[Compito assegnato 1] Nel testo sugli investimenti, quale quota di allocazione azionaria si consiglia di non superare a chi teme di perdere oltre un quarto dei propri soldi?
[Compito assegnato 2] Formatta come CSV a due colonne, intitolate "testo" e "risposta", le voci dalla riga che contiene "girl's arm | outline every instance" fino alla riga che contiene "21 76 L 25 88", entrambe incluse. Crea una riga per ogni voce, con il testo e la risposta ciascuno in un unico campo tra virgolette e con gli a capo sostituiti da spazi.

Un consiglio molto in voga in USA ci consiglia di selezionare la nostra età come percentuale di obbligazionario da mantenere in portafoglio.
Proprio per i motivi sopra esposti non sono d'accordo con questo consiglio. E' importante selezionare una percentuale di obbligazioni che ci permetta di non vendere in preda al panico.

Prendo a prestito un'analisi di Vanguard, casa di gestione americana che segue una filosofia no-profit. Nella sua pagina sui model portfolio ci mostra quale sia stato il crollo maggiore, dal 1926 al 2011, di portafogli con una percentuale variabile di azioni e bond.

Vi riepilogo il tutto in un grafico fatto in casa, mettendovi nell'asse a sinistra i rendimenti (linea verde) e nell'asse a destra la perdita annua massima (linea rossa), mentre nell'asse orizzontale trovate la percentuale allocata in azioni.


Con l'aiuto di questo grafico potete facilmente capire il vostro grado di "tolleranza". Siete disposti a ritrovarvi con il 45% in meno dei vostri soldi in un solo anno? Bene, allora tenete pure il 100% in azioni.
Vi spaventa perderne oltre un quarto invece? Meglio non superare il 50% di allocazione azionaria.

Chiaramente la maggiore sicurezza viene pagata in termini di rendimento. Mentre il rendimento storico del portafoglio interamente azionario è stato vicino al 10% annuo, il rendimento di un portafoglio azionario solo per la metà si è posizionato poco sopra l'8%. Ancora rispettabile, ma quella che sembra una piccola differenza nei rendimenti è invece significativa sul lungo periodo. Ipotizzando di investire 100.000 euro iniziali, ci si ritroverebbe dopo 40 anni con 4,5 milioni di Euro con il portafoglio interamente azionario e con 2,2 milioni di euro con il 50-50.

Come vedete una differenza minima nei rendimenti percentuali raggiunge velocemente volumi significativi: ed è per questo che per i nostri investimenti conviene solitamente selezionare "replicanti". I fondi a gestione attiva possono avere anche costi extra per uno-due punti percentuali rispetto a fondi passivi ed etf e questi costi alla lunga impattano negativamente sulle prestazioni. Anche perchè, ad oggi, non vi è evidenza di nessun gestore di fondi che sia riuscito persistentemente a battere il mercato nel lungo periodo. (per chi mastica l'Inglese.. qua la spiegazione "tecnica" di E.Fama e K.French.)

Anche qualora non siate convinti di adottare uno strumento a gestione passiva e preferiate uno strumento con un gestore che si "sporca le mani" per voi, il criterio per la selezione deve rimanere sempre lo stesso: i costi di gestione.

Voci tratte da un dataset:

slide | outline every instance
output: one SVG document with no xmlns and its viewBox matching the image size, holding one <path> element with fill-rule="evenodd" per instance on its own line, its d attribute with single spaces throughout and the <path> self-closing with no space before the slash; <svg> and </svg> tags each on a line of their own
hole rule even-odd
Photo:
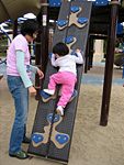
<svg viewBox="0 0 124 165">
<path fill-rule="evenodd" d="M 70 46 L 70 52 L 79 48 L 84 55 L 89 34 L 91 9 L 92 2 L 88 1 L 63 2 L 58 15 L 53 46 L 58 42 L 64 42 L 67 36 L 67 44 Z M 69 19 L 67 19 L 68 14 Z M 40 98 L 31 135 L 32 141 L 27 151 L 30 155 L 63 162 L 64 164 L 68 163 L 82 78 L 82 68 L 83 65 L 77 65 L 77 84 L 75 87 L 77 96 L 68 102 L 64 117 L 56 114 L 56 106 L 59 99 L 58 90 L 60 86 L 57 86 L 57 94 L 53 99 L 44 101 L 42 97 Z M 55 73 L 57 73 L 57 68 L 52 66 L 49 58 L 43 88 L 47 88 L 49 76 Z"/>
</svg>

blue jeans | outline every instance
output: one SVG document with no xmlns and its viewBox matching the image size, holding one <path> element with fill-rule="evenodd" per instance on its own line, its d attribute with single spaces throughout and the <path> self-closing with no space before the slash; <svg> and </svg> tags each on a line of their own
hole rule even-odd
<svg viewBox="0 0 124 165">
<path fill-rule="evenodd" d="M 26 133 L 26 121 L 29 112 L 29 89 L 20 76 L 8 76 L 8 87 L 14 98 L 15 118 L 10 138 L 9 153 L 14 154 L 20 152 L 22 141 Z"/>
</svg>

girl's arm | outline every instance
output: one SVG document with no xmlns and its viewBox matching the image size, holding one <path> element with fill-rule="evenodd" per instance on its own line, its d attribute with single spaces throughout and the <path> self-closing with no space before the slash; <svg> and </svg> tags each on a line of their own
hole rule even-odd
<svg viewBox="0 0 124 165">
<path fill-rule="evenodd" d="M 57 67 L 56 59 L 55 59 L 55 54 L 52 54 L 52 65 Z"/>
<path fill-rule="evenodd" d="M 21 76 L 25 88 L 33 86 L 32 81 L 30 80 L 25 66 L 24 66 L 24 57 L 25 53 L 22 51 L 16 51 L 16 69 L 19 72 L 19 75 Z"/>
<path fill-rule="evenodd" d="M 77 64 L 83 64 L 83 57 L 82 57 L 82 55 L 81 55 L 81 53 L 80 53 L 80 50 L 76 50 L 76 54 L 77 54 L 77 56 L 78 57 L 76 57 L 77 59 L 76 59 L 76 63 Z"/>
</svg>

[Risposta all'esercizio 1] Il 50% di allocazione azionaria.

[Risposta all'esercizio 2]
testo,risposta
"girl's arm | outline every instance output: one SVG document with no xmlns and its viewBox matching the image size, holding one <path> element with fill-rule=""evenodd"" per instance on its own line, its d attribute with single spaces throughout and the <path> self-closing with no space before the slash; <svg> and </svg> tags each on a line of their own hole rule even-odd","<svg viewBox=""0 0 124 165""> <path fill-rule=""evenodd"" d=""M 57 67 L 56 59 L 55 59 L 55 54 L 52 54 L 52 65 Z""/> <path fill-rule=""evenodd"" d=""M 21 76 L 25 88 L 33 86 L 32 81 L 30 80 L 25 66 L 24 66 L 24 57 L 25 53 L 22 51 L 16 51 L 16 69 L 19 72 L 19 75 Z""/>"